■ TO BE DONE ■
Answer these questions using the excerpt on rookie performance below.
1. Which draft picks score more fantasy points during their first season?
2. Which position appears to benefit more from extra weight?
3. What do Wide Receivers rely on to create separation from defenders?

■ EXCERPT ■
══════

Explaining Rookie Performance
Based on the scatterplot matrix, draft pick explains a fair amount of variability in first-year fantasy points. Teams shell out millions of dollars for rookie players, so it’s not surprising that points and pick number are inversely related, such that lower picks (1, 2, 3) score more fantasy points during their first season than higher picks. The other variable that exhibits a relationship with points is weight, which is moderated by position. Running Backs (RBs) appear to benefit more from having a few extra pounds relative to Wide Receivers (WRs). Being able to punch the ball in from the 1-yard line means more touchdowns. Having a more robust build might translate into fewer injuries and missed games. And being heavier would make an RB harder to tackle, which means more running yards. Having extra weight is less beneficial to a WR, as they rely on their speed and agility to create separation from defenders. Indeed, heavier players run slower 40-yard dash times, and I haven’t seen too many successful WRs in the NFL who were slow. This suggests that given the option between a lighter or heavier RB, go with the big guy.

══════

■ SOURCE MATERIAL ■
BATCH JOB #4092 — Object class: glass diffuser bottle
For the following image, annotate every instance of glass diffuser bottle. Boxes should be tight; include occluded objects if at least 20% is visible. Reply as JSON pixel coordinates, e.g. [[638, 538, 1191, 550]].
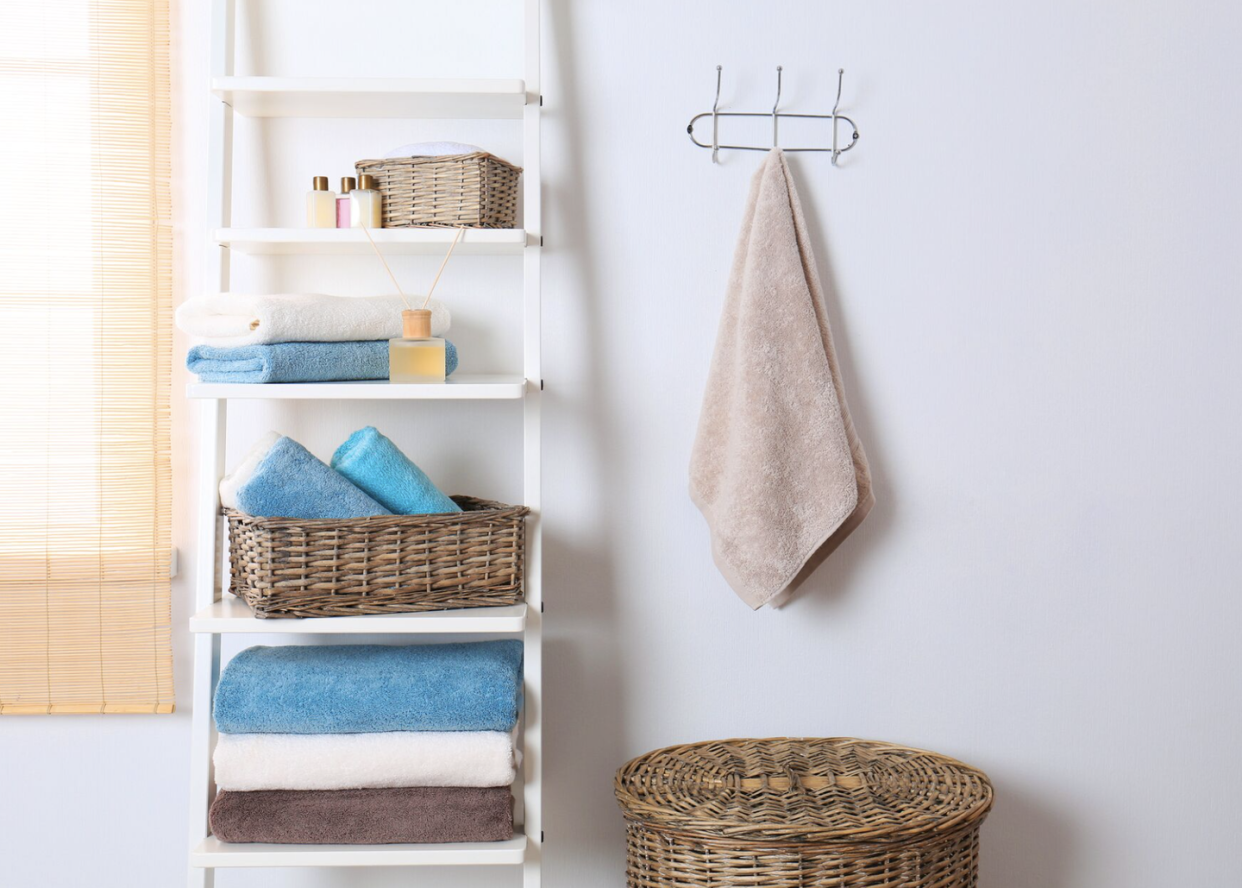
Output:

══════

■ ANSWER TO THE EXERCISE ■
1. Lower picks (1, 2, 3).
2. Running Backs.
3. Their speed and agility.